**EXERCISE GOAL:**
Report every line in the items below that contains the string "rocky", copying each such line in full. Case counts.
#####
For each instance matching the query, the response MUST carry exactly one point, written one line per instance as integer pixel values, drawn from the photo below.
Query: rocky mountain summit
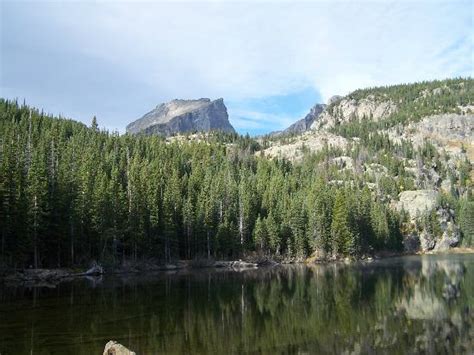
(184, 116)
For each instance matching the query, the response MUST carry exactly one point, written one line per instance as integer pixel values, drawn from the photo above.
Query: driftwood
(114, 348)
(239, 264)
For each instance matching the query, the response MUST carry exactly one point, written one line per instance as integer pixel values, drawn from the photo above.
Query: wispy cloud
(119, 59)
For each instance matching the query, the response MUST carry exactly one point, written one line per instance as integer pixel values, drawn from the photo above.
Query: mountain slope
(184, 116)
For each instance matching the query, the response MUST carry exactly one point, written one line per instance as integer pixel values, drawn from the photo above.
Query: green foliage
(71, 193)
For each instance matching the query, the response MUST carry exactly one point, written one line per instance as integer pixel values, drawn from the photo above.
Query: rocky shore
(52, 277)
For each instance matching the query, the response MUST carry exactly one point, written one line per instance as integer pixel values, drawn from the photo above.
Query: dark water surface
(416, 304)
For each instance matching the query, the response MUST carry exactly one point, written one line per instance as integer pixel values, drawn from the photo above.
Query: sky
(271, 61)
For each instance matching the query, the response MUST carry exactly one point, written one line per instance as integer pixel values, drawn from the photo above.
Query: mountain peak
(182, 116)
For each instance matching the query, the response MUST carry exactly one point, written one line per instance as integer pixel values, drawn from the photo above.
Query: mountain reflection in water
(401, 305)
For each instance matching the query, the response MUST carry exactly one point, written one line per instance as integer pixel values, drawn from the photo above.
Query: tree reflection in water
(400, 305)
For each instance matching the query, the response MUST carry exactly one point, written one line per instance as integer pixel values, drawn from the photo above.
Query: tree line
(70, 193)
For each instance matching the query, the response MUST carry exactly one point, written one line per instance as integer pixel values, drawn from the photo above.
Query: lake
(414, 304)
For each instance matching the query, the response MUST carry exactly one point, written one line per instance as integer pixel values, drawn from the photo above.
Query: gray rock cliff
(184, 116)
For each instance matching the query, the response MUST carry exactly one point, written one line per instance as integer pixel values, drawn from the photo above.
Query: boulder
(417, 202)
(114, 348)
(449, 239)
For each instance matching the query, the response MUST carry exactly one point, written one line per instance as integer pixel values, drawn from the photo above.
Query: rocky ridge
(450, 134)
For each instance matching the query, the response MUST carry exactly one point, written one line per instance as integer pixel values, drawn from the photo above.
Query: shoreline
(52, 277)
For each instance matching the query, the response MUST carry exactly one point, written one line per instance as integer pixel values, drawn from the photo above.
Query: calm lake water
(416, 304)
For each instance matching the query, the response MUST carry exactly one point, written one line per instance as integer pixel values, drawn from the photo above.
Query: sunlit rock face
(184, 116)
(346, 109)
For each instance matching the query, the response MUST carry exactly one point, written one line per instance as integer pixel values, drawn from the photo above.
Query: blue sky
(270, 60)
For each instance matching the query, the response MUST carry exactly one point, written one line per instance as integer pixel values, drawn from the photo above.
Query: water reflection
(402, 305)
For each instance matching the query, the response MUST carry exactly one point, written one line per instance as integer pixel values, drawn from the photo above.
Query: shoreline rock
(114, 348)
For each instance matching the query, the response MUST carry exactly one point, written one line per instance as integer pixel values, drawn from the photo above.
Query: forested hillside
(71, 194)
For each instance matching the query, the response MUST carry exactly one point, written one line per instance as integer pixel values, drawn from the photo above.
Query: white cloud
(265, 48)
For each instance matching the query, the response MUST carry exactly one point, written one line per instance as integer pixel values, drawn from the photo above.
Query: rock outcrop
(417, 202)
(184, 116)
(305, 123)
(346, 109)
(114, 348)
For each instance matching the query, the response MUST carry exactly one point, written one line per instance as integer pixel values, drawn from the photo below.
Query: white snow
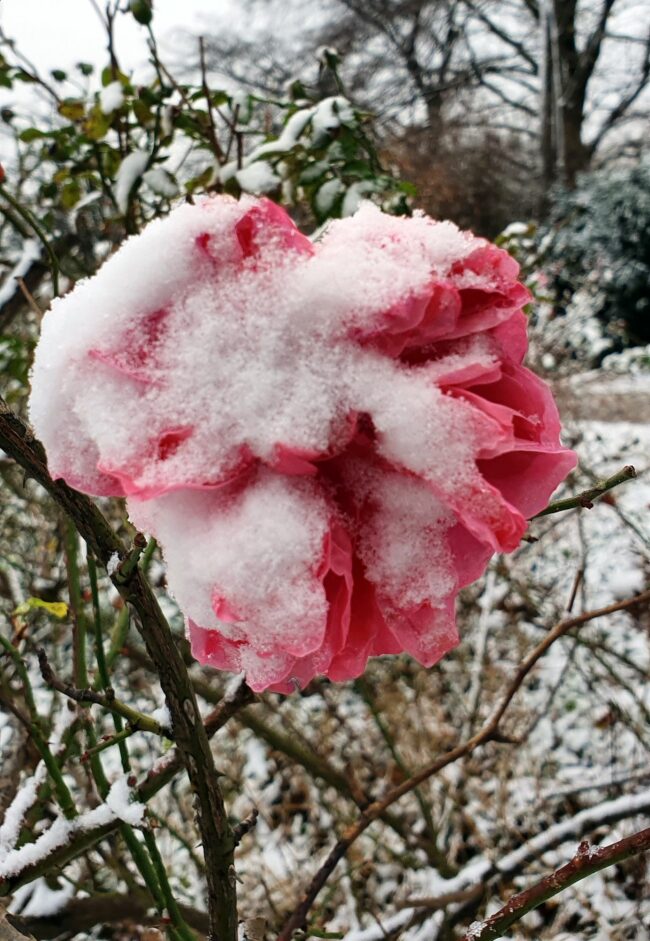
(111, 97)
(198, 364)
(119, 799)
(161, 182)
(118, 806)
(38, 900)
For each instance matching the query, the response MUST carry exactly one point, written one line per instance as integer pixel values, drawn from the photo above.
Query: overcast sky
(58, 33)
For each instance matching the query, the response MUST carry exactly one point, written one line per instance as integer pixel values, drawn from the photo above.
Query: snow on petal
(328, 438)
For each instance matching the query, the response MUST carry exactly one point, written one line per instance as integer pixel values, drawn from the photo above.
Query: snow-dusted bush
(597, 243)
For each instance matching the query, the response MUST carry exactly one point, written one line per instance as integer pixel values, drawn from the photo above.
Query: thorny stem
(188, 729)
(586, 862)
(63, 795)
(154, 781)
(106, 700)
(184, 932)
(585, 500)
(71, 544)
(31, 221)
(489, 732)
(103, 680)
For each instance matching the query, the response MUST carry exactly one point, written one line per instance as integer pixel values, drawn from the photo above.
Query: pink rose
(329, 439)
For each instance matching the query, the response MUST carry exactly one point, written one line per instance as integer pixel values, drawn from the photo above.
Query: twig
(297, 919)
(188, 729)
(137, 720)
(585, 863)
(245, 826)
(33, 224)
(585, 500)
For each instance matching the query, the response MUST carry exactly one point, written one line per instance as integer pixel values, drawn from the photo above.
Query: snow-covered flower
(329, 439)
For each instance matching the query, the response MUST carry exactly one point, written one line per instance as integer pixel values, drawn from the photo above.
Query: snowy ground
(505, 816)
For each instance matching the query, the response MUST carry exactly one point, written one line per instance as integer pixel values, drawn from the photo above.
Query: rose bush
(329, 439)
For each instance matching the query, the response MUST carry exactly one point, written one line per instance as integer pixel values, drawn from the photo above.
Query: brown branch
(586, 862)
(489, 732)
(154, 781)
(188, 730)
(107, 700)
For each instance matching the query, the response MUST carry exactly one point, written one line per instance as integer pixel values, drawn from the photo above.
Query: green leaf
(30, 134)
(70, 194)
(109, 74)
(97, 124)
(142, 11)
(57, 608)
#####
**COMPLETE OUTPUT:**
Query: rocky mountain summit
Query: rocky shore
Query: rocky ridge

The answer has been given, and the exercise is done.